— start of Dataset entries —

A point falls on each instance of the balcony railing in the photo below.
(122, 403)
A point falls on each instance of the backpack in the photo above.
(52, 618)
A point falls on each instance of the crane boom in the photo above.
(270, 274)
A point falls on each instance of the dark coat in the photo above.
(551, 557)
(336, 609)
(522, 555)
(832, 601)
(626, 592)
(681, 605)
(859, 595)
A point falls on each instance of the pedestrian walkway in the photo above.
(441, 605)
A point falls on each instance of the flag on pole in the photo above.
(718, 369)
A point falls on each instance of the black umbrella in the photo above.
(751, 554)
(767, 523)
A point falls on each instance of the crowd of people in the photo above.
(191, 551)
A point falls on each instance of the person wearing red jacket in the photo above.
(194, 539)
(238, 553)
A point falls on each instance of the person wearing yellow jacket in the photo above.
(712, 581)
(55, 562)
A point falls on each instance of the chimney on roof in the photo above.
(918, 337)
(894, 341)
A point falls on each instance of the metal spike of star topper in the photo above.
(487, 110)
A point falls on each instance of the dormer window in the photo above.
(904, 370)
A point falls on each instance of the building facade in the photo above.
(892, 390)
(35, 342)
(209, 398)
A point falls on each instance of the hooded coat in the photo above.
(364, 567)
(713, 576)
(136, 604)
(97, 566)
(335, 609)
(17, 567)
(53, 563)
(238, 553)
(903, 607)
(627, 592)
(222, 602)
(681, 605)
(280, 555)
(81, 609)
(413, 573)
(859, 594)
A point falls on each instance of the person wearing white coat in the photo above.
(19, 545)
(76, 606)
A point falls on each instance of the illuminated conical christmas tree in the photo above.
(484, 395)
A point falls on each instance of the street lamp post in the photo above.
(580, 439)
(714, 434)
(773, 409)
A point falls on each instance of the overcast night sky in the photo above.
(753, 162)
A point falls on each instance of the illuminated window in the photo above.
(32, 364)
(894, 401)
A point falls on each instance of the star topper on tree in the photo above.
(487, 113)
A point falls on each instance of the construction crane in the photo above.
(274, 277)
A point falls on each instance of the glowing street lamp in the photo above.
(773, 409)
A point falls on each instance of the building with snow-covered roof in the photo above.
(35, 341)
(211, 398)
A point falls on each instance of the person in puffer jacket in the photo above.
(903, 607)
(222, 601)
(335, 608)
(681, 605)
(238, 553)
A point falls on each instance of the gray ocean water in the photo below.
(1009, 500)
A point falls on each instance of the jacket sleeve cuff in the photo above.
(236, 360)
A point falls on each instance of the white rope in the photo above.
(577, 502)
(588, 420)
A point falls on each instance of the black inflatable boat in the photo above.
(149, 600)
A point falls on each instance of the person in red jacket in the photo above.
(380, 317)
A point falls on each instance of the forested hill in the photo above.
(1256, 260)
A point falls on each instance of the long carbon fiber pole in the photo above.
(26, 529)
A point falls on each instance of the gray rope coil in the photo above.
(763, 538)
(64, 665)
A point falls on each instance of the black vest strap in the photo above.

— end of Dataset entries —

▶ _Prompt_: Return all of the rows above word for word, with nothing changed.

▶ _Expected answer_:
A point falls on each instance of the balcony railing in the photo below.
(122, 403)
A point falls on each instance of the backpack in the photo above.
(52, 618)
A point falls on each instance of the crane boom in the photo above.
(270, 274)
A point falls on each instance of the dark coat in the photo above.
(551, 557)
(336, 609)
(522, 555)
(832, 601)
(626, 592)
(681, 605)
(859, 595)
A point falls on each instance of the pedestrian walkway in the photo above.
(441, 605)
A point falls on each instance of the flag on pole in the photo above.
(718, 369)
A point falls on each instance of the black umbrella in the photo above.
(751, 554)
(767, 523)
A point falls on each instance of the crowd of people in the photo above.
(191, 551)
A point falls on each instance of the person wearing red jacket in the photo above.
(194, 539)
(238, 553)
A point falls on each instance of the person wearing yellow jacket in the photo above.
(712, 581)
(55, 562)
A point falls on each instance of the chimney on roof in the photo above.
(918, 337)
(894, 341)
A point falls on each instance of the metal spike of star topper in the photo above.
(487, 110)
A point falls on each instance of the dormer window in the photo above.
(904, 370)
A point falls on each instance of the building facade in the photo above.
(892, 390)
(35, 342)
(209, 398)
A point falls on each instance of the hooded coat in the photo above.
(364, 567)
(713, 576)
(136, 604)
(97, 566)
(335, 609)
(17, 567)
(53, 563)
(238, 553)
(903, 607)
(627, 592)
(222, 602)
(681, 605)
(280, 555)
(81, 609)
(413, 573)
(859, 594)
A point falls on each instance of the person wearing white coat in the photo above.
(19, 545)
(76, 606)
A point falls on each instance of the illuminated conical christmas tree in the photo above.
(484, 395)
A point falls on each instance of the street lamp post in the photo above.
(580, 439)
(714, 434)
(773, 409)
A point falls on each instance of the overcast night sky in the photo above.
(753, 162)
A point falls on each instance of the illuminated window in the photo above.
(32, 364)
(894, 401)
A point falls on each instance of the star topper on tree in the photo above.
(487, 113)
A point falls on each instance of the construction crane in the photo above.
(274, 277)
A point falls on each instance of the glowing street lamp in the photo above.
(773, 409)
A point falls on each instance of the building with snow-covered roof in the photo above.
(35, 341)
(211, 398)
A point falls on each instance of the person in puffer jacket in the photo above.
(903, 607)
(222, 601)
(335, 608)
(681, 605)
(238, 553)
A point falls on each instance of the gray ocean water in the photo below.
(1009, 500)
A point falls on each instance of the jacket sleeve cuff in the photo above.
(236, 360)
A point falls on each instance of the white rope in the photo above.
(577, 502)
(588, 420)
A point falls on each instance of the black inflatable boat in the photo above.
(149, 600)
A point falls on each instance of the person in red jacket in the photo above.
(380, 317)
A point falls on each instance of the forested hill in the photo above.
(1256, 260)
A point falls on each instance of the long carbon fiber pole in the photo above.
(26, 529)
A point falls on each instance of the gray rope coil in the photo above.
(763, 538)
(64, 665)
A point falls on each instance of the black vest strap in the photo above.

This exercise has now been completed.